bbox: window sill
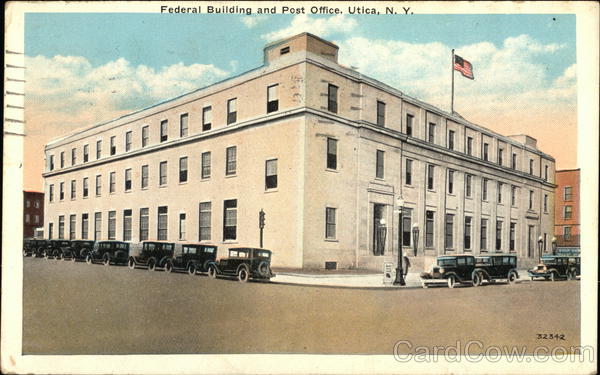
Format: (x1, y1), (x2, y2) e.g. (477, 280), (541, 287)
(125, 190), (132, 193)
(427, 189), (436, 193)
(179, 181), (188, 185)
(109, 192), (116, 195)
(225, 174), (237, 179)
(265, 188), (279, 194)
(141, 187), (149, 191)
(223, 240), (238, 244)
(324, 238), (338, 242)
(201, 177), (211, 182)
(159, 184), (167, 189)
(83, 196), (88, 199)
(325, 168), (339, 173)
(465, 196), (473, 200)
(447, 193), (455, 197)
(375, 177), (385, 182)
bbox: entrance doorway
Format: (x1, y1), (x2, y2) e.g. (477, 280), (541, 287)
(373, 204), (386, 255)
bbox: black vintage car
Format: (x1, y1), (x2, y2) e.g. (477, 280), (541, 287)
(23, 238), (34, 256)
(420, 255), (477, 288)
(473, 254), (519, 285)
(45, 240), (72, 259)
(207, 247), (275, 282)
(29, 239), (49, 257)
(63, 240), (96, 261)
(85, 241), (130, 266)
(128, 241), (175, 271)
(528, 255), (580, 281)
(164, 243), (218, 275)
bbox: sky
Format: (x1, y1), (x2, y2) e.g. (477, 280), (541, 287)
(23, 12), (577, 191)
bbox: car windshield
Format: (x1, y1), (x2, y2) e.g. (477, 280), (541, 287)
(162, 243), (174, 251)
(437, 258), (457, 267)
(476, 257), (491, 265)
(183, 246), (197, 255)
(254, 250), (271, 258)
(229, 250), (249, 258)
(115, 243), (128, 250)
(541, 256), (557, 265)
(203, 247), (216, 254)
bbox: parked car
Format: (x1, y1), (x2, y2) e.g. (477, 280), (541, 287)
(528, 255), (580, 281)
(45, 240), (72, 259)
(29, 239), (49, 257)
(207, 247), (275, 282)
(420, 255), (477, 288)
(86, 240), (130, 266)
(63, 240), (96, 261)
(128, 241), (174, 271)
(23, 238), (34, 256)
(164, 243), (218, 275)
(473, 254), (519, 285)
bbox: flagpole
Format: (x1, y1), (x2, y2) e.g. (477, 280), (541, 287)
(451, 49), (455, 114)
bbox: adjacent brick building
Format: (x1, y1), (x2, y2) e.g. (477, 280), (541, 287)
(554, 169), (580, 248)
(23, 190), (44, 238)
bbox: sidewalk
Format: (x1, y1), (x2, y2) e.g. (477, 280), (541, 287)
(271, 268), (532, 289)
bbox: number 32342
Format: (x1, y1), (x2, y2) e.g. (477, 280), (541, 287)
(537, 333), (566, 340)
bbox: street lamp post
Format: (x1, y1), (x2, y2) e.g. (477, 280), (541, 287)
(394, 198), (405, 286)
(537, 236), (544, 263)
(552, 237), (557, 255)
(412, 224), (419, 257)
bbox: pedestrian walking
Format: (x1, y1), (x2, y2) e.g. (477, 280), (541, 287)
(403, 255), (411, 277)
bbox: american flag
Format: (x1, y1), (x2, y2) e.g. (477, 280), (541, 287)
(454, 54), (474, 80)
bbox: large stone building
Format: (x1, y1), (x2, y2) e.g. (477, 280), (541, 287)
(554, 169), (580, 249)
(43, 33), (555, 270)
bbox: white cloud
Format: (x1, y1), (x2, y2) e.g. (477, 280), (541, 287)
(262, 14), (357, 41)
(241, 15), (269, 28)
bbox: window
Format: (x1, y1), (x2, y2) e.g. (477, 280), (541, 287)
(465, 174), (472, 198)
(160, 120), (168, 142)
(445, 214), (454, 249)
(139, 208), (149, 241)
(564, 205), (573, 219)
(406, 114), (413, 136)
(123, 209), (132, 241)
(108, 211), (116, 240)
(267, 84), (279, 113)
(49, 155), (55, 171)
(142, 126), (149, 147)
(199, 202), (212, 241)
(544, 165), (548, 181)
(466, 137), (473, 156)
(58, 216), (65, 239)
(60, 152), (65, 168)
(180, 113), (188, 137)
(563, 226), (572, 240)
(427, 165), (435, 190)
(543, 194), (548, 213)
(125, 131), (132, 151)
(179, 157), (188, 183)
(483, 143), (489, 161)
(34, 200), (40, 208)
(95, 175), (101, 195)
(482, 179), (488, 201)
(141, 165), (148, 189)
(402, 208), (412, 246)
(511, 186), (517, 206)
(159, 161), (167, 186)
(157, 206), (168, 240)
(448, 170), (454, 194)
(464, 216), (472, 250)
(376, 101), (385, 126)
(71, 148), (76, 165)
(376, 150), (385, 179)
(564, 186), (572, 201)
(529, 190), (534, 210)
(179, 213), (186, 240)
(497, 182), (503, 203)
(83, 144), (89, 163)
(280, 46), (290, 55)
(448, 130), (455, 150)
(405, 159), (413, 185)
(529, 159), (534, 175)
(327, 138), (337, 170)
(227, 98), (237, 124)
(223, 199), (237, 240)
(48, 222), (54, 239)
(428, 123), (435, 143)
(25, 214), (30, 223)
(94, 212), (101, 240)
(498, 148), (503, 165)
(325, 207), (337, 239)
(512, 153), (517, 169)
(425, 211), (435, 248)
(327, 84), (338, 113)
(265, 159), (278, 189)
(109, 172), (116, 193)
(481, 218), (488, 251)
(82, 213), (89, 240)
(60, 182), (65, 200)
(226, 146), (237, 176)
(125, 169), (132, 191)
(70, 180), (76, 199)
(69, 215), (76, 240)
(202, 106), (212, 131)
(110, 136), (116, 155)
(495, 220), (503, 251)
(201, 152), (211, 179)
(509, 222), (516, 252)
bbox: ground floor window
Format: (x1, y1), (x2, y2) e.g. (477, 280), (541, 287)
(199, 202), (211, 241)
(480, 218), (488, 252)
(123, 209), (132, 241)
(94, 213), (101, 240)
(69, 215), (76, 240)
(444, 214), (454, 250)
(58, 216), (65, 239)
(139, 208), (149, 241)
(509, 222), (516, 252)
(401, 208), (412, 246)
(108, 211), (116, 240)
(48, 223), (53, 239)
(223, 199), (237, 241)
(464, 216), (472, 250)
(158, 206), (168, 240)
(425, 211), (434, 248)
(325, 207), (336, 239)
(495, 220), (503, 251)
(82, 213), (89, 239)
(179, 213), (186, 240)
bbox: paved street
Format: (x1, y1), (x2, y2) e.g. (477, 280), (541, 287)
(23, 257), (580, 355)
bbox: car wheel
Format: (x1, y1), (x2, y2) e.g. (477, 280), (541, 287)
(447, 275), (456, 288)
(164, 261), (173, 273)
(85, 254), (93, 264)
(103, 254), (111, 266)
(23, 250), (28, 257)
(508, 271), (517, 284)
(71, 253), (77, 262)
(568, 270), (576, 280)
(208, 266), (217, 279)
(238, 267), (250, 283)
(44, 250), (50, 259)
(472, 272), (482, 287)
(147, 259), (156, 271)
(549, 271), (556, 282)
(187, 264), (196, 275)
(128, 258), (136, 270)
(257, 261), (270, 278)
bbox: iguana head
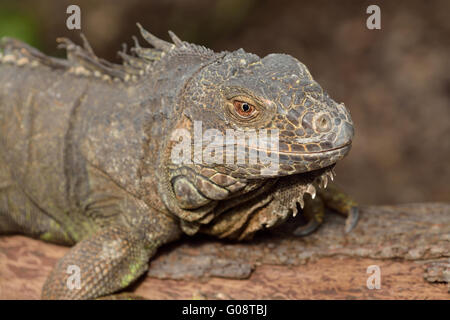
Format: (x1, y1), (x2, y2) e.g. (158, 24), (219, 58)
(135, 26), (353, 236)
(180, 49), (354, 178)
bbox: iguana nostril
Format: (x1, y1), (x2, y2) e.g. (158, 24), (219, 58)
* * * *
— Problem —
The lines that contain the word "building" are wanted; copy each of them from the records.

— Written solution —
bbox: adjacent brick building
bbox: large stone building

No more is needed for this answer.